#### Selected extract
★ ★ ★ ★ ★
Further notes about the morphostasis concept - split files

(60) Cell senescence, cell shutdown, corpse disposal and its extrapolations into individual and population aging.

We had a rather naive view of cell health and survival some 30 years ago. No one had much appreciation of the sheer volume of cell-death and cell-corpse disposal that goes on in our bodies, "silently", every single day of our lives (particularly the reorganisation that accelerates at night whilst we sleep). The very health of our zygote-derived-colony depends on the wastage and efficient disposal of malfunctioning and senescent "self" cells. Genetic mutations that allow such corpses to persist demonstrate the criticality for this removal. With this death comes renewed life and vigour.
★ ★ ★ ★ ★
Records from a dataset:

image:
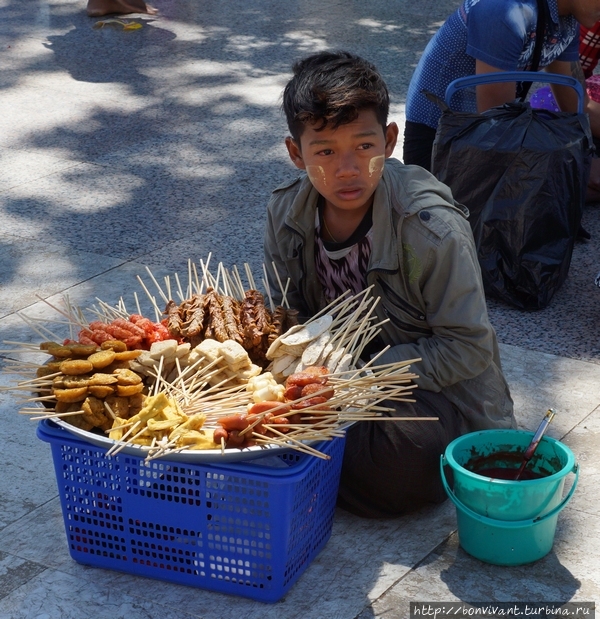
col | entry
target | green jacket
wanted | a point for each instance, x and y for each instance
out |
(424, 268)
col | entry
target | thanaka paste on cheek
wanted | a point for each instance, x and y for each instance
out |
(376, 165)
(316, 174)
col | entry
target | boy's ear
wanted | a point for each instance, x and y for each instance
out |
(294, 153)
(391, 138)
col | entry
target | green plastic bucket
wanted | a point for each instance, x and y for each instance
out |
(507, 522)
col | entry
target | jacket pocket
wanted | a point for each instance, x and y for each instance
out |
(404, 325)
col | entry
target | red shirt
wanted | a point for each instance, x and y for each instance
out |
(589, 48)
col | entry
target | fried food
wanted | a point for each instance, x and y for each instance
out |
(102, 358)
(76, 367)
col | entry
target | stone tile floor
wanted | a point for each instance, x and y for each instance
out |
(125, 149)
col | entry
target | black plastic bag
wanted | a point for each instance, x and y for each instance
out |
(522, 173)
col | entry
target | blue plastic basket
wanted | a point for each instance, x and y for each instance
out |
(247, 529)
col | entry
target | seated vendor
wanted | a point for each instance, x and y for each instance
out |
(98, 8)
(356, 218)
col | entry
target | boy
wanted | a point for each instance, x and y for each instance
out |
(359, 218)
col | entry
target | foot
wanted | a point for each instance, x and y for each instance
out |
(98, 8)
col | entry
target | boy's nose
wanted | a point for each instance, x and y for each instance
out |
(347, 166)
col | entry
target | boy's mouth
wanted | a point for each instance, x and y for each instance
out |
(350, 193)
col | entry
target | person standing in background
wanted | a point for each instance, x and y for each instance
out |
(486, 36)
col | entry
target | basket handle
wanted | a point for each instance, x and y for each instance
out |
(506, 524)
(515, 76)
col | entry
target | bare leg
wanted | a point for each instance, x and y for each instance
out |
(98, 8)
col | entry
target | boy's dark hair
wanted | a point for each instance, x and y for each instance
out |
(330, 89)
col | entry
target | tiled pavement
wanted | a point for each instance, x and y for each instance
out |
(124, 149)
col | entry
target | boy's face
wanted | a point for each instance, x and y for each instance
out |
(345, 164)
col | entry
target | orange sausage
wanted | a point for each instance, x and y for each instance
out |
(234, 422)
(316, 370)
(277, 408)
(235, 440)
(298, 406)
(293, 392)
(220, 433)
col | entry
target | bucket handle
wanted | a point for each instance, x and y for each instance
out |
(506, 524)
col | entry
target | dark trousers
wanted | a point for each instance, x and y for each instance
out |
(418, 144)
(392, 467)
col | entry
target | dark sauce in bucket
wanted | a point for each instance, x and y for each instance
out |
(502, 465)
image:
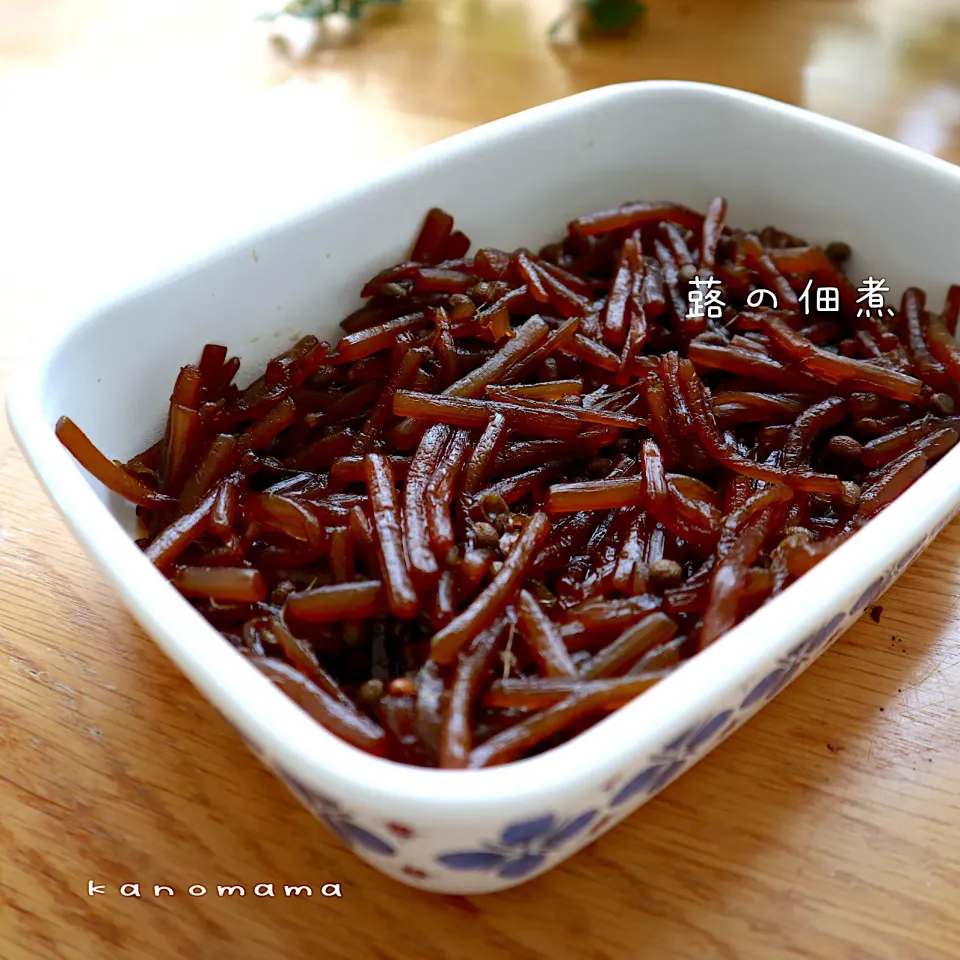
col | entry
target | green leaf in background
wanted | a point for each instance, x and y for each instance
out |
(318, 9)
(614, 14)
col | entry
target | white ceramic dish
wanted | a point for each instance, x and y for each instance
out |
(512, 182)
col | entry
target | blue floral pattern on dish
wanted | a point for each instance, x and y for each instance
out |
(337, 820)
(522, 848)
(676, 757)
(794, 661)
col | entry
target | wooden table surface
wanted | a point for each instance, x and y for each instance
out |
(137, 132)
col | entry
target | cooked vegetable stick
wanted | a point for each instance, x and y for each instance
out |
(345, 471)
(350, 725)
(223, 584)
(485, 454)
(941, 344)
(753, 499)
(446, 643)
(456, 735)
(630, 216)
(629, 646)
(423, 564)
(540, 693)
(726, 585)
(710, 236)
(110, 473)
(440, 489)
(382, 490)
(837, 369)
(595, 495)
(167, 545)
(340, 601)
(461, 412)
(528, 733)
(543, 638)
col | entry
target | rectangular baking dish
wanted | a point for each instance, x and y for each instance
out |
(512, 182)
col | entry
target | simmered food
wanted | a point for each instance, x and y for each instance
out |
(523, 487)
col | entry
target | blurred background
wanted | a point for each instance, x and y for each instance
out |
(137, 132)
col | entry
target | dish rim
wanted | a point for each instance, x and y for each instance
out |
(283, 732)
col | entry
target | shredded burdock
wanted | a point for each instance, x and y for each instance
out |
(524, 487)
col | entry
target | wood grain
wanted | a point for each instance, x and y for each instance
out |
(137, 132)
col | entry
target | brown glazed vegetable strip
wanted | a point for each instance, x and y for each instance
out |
★ ★ ★ ★ ★
#### Explore the material
1 - In the notes on the morphostasis concept, the heading numbered (60) names several processes before the words "and its extrapolations." List those processes.
2 - Pick up the notes on the morphostasis concept right after the sentence "With this death comes renewed life and vigour."

#### Answers by item number
1 - Cell senescence, cell shutdown, corpse disposal

2 -
Now, it seems improbable that this mechanism, that has evolved to favour clearing miscreant and failing cells, has escaped Nature's attention and the reiteration of a similar principle in the individual animals that make up the pool of animals that constitute a single species. The very mechanisms that evolved to favour the culling and disposal of failing zygote-derived-cells may have been adapted and extrapolated to favour the "culling" of individual animals. This would be in much the same way, so that the health of a species pool may, equally, be pruned of increasingly malfunctioning inviduals in order to keep the overal pool of animals, that constitute a species, vibrant and successful. Our individual-centred perspectives finds it hard to appreciate the benefit of such a wastage of our single lives (many of our moral and ethical attitudes are aimed at countering this cull). Nature, in the wild, is callous in applying this wastage, because the survival of wild species probably depends upon it. Even up until the end of the 19th century, human life expectancies reflected this massive cull.

This is not a plea to adopt eugenic attitudes. However, it does highlight the point that Homo sapiens is fast becoming the new "vermin" of our planet as we massively and progressively continue fouling up our eco-system. The solution to this problem is hideously problematic and will need to be approached (in my opinion) whilst still preserving ethical standards.